── Passage shown ──
September 26, 2011

To Drive or Not to Drive? Decision: Drive, but Cut Way Back and Follow Tips for Senior Drivers

That's my decision... for now. The Department of Motor Vehicles may have a different decision when I appear for a hearing on whether to suspend my license as a result of the car crash.

The crash was a definite warning signal that I should cut back on my driving. First of all, I need to pay attention to the tips for older drivers from the American Automobile Association (AAA). They appear at the end of this post.

But I have a checklist of my own:
  • Use the car only for local driving on familiar streets to familiar locations.
  • Don't drive on superhighways.
  • Be particularly cautious when changing lanes. The close calls I've had in recent years have always come from starting to change lanes without checking my car's blind spot.
  • Make much more use of public transportation. I live two blocks from a bus stop where I can catch a bus that takes me through the heart of downtown DC with stops within easy walking distance ot the Mall, its galleries and museums (with their free admission!). I'm also just a short, familar drive away from a Metro subway stop that gives me direct access to most of the metropolitan area.
───
── Provided material ──
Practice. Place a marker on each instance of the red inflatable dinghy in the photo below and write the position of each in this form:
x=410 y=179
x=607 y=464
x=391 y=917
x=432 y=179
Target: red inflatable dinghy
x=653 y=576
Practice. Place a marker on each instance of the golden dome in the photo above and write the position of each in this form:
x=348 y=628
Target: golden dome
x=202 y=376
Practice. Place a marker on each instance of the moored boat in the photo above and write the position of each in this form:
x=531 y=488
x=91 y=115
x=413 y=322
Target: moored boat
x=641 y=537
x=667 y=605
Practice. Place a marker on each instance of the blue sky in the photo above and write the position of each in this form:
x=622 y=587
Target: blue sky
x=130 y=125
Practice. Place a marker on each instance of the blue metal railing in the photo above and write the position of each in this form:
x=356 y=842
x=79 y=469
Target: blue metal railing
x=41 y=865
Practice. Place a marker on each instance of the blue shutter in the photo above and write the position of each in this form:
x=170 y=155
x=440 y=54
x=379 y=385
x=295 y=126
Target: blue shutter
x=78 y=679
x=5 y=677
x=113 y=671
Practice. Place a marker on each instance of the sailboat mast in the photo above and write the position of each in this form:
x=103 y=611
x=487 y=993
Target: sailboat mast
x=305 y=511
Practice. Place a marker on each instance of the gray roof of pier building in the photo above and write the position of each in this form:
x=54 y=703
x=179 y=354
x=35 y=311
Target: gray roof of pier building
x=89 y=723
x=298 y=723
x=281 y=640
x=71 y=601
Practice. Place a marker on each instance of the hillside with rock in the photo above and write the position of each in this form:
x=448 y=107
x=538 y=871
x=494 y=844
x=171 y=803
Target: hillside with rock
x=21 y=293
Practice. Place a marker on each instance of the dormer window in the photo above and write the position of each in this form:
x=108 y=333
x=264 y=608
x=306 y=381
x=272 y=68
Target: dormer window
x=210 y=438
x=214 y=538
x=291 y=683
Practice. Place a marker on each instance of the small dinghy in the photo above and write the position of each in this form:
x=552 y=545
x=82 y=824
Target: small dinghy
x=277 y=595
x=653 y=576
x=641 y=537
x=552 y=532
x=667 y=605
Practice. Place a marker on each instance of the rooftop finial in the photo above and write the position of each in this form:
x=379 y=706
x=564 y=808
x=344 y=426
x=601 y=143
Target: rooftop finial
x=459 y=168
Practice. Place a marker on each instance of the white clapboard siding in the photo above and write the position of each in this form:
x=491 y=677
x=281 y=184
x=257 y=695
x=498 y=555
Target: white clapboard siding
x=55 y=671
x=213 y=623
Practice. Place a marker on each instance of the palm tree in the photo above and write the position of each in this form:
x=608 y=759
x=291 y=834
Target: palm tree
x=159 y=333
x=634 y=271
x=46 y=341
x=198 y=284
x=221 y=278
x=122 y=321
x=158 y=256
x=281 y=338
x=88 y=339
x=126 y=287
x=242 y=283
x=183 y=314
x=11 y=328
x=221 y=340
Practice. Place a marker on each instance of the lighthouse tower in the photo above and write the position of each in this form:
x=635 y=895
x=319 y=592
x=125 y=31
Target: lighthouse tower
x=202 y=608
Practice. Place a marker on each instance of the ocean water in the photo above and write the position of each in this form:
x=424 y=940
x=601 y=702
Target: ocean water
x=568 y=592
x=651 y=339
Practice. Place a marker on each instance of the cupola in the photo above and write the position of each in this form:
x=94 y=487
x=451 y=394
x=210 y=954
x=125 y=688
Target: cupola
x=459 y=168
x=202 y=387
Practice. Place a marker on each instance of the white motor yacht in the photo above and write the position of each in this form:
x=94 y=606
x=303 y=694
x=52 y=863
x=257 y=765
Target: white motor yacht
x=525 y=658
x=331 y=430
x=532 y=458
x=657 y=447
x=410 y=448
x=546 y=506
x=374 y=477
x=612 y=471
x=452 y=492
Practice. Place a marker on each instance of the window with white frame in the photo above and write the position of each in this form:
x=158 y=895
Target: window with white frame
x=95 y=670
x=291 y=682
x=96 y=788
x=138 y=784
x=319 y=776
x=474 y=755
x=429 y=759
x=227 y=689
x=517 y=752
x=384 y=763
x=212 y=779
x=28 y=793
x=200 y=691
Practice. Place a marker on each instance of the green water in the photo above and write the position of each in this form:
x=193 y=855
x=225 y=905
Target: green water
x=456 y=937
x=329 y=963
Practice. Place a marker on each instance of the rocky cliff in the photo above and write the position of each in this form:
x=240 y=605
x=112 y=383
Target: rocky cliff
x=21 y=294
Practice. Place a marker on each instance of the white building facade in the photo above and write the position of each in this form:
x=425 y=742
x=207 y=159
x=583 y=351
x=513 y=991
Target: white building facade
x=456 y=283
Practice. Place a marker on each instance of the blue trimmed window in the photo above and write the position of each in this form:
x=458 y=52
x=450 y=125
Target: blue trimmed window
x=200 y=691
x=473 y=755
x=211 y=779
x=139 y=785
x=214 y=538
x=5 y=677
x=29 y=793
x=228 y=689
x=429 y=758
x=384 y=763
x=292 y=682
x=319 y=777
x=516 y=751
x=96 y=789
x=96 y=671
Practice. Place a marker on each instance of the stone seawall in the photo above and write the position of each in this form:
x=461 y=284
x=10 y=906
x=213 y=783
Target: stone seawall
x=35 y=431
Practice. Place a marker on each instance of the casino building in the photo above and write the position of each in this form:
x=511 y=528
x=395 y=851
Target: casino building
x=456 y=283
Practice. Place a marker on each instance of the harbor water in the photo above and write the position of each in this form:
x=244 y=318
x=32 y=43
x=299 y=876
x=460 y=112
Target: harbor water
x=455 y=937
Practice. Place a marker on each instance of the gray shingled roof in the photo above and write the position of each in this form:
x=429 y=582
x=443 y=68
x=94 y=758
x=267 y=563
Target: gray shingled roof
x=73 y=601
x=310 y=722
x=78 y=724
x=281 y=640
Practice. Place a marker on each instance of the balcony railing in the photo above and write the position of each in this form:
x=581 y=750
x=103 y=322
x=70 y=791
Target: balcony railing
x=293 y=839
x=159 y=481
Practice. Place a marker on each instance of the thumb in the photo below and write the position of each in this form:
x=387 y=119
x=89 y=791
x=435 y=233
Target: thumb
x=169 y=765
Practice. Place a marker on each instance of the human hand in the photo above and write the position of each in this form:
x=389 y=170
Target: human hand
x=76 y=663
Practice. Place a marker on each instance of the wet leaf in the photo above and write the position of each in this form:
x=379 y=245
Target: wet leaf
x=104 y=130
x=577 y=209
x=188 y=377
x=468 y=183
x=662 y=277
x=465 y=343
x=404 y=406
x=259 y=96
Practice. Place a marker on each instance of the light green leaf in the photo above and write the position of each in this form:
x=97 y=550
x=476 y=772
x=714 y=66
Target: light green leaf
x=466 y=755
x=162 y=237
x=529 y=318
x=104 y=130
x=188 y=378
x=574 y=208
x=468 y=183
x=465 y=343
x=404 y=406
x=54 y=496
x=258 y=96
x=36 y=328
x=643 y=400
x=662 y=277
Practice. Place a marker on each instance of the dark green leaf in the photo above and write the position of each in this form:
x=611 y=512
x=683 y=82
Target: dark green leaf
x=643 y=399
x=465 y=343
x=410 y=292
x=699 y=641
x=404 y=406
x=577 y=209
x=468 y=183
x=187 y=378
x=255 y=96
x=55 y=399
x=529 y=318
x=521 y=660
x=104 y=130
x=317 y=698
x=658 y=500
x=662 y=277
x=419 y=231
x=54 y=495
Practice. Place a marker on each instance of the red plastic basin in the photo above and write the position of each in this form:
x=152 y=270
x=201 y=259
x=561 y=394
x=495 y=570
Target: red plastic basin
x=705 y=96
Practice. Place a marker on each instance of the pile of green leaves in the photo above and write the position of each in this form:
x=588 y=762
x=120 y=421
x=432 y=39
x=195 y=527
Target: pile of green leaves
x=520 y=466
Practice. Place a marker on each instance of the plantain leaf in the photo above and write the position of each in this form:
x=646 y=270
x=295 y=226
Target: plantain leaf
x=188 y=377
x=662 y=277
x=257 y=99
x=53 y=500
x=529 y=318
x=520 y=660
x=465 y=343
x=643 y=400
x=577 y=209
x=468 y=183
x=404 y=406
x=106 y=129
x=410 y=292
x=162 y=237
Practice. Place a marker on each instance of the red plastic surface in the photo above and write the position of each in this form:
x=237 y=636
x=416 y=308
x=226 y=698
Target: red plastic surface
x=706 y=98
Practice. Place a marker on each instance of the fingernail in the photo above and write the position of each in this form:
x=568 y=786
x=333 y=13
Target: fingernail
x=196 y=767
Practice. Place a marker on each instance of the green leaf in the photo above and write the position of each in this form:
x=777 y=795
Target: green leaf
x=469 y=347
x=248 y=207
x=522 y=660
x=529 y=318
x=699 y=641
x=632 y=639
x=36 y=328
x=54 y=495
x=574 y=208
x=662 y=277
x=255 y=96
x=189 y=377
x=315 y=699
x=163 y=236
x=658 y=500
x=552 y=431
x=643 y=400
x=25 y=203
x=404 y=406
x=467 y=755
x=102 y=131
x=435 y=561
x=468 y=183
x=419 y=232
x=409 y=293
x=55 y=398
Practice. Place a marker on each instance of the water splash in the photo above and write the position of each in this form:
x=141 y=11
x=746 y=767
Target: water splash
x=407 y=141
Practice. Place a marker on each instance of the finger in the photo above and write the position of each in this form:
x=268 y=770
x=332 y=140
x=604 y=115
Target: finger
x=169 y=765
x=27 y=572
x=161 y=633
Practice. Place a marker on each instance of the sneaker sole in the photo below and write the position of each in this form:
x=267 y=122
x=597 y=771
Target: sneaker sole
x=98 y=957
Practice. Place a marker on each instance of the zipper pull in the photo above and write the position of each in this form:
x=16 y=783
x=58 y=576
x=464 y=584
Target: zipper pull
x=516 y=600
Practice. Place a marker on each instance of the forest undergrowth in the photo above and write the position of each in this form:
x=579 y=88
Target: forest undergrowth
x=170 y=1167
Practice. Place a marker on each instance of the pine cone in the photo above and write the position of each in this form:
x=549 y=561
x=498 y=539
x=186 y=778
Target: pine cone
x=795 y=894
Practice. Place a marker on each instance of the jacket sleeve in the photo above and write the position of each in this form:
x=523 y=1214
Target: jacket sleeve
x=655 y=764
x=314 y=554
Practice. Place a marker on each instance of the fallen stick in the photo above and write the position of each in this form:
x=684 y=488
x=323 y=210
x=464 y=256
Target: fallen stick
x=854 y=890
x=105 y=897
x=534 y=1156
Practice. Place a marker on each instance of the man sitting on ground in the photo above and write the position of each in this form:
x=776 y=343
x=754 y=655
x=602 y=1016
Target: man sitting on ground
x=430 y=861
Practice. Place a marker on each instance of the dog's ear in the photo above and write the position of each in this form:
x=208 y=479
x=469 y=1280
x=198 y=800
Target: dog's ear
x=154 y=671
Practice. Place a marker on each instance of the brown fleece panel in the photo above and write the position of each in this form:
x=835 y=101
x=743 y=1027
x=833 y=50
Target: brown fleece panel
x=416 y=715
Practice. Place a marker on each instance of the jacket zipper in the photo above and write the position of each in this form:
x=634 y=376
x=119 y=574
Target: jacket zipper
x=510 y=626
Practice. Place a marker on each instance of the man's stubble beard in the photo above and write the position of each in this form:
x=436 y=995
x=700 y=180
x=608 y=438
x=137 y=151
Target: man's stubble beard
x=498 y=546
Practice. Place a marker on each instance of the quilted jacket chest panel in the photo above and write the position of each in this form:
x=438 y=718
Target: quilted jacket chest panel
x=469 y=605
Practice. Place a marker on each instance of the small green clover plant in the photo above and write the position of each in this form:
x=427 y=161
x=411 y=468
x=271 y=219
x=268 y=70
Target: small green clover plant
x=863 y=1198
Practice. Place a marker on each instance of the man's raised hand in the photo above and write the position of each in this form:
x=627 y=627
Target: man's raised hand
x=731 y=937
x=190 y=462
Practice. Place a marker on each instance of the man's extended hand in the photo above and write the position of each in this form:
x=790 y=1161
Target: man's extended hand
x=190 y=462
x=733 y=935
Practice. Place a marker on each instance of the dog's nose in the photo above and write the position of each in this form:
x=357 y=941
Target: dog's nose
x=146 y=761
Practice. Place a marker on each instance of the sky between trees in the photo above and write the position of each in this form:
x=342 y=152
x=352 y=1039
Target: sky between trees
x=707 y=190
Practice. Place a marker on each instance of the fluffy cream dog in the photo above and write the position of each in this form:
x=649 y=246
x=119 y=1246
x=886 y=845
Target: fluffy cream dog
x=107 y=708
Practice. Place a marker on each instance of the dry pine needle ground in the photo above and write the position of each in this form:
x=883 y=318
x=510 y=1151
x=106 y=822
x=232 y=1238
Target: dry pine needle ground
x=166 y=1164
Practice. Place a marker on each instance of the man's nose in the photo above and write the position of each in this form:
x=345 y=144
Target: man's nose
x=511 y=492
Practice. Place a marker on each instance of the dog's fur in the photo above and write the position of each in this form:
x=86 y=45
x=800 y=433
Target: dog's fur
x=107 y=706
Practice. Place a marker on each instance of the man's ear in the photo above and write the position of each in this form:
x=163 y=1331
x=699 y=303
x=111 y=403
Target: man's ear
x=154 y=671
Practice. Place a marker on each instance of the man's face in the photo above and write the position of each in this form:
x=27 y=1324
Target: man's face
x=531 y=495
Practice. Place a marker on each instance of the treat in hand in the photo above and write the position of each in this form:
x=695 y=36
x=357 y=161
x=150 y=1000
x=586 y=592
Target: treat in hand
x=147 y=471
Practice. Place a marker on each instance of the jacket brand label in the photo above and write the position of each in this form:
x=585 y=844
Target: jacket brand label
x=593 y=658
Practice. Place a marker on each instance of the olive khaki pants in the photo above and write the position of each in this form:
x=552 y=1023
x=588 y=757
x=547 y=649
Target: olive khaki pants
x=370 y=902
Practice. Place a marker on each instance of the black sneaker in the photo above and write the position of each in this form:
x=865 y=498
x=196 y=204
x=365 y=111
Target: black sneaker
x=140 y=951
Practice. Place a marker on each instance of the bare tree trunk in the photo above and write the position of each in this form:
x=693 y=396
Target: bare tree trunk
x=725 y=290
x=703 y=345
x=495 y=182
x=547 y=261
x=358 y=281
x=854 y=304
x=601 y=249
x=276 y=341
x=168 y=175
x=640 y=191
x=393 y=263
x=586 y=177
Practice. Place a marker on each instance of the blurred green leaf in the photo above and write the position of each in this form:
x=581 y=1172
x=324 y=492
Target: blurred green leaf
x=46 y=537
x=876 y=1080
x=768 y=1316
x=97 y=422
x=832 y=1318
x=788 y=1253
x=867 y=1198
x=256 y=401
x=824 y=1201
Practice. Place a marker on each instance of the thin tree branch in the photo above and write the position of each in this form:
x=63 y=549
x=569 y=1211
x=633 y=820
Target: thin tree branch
───
▶ Parts of the exercise
a: Reproduce everything in the post on senior driving from "To Drive or" down to "the car crash.".
b: Carry on the post about cutting back on driving from where it stops.
You can leave the listing aside.

▶ Answers for the exercise
a:
To Drive or Not to Drive? Decision: Drive, but Cut Way Back and Follow Tips for Senior Drivers

That's my decision... for now. The Department of Motor Vehicles may have a different decision when I appear for a hearing on whether to suspend my license as a result of the car crash.

b:
  • Don't turn down offers to help. For example, a friend and I have had season subscriptions for years to the downtown Studio Theater. On theater nights -- since he lives closer to the theater -- I would drive into town, pick him up, and then try to find a parking spot near the theater.  He has offered to come out and pick me up in the future. I quickly and gladly accepted his offer.
  • Keep more distance between my car and the car ahead of me.  The car crash clearly showed me that my reaction time and judgement is not what it used to be.
  • Make more use of taxis. I've been doing that already. What I need to do when I get a good cab driver is ask him (or her) for his phone number so that I can contact him when I need a cab.
  • Admit that I'm an old man and am only going to get older. For years people have flattered me by saying I look 10 years younger than I am. Many of my close friends are 10 to 20 (or more) years younger than me. All of this, combined with our cultural fixation on youth, has led me to kid myself into thinking I can act like a younger man. Time to get real!

Special Challenges for Older Drivers
What follow is taken from a Johns Hopkins Health Alert (which is free and worth subscribing to. See http://bit.ly/nmKKmb.
Older drivers have special challenges when it comes to safe driving. With age comes a gradual reduction in muscle mass and a decline in the availability of brain chemicals called neurotransmitters. These changes can disrupt your concentration and increase the amount of time it takes to evaluate and respond to information.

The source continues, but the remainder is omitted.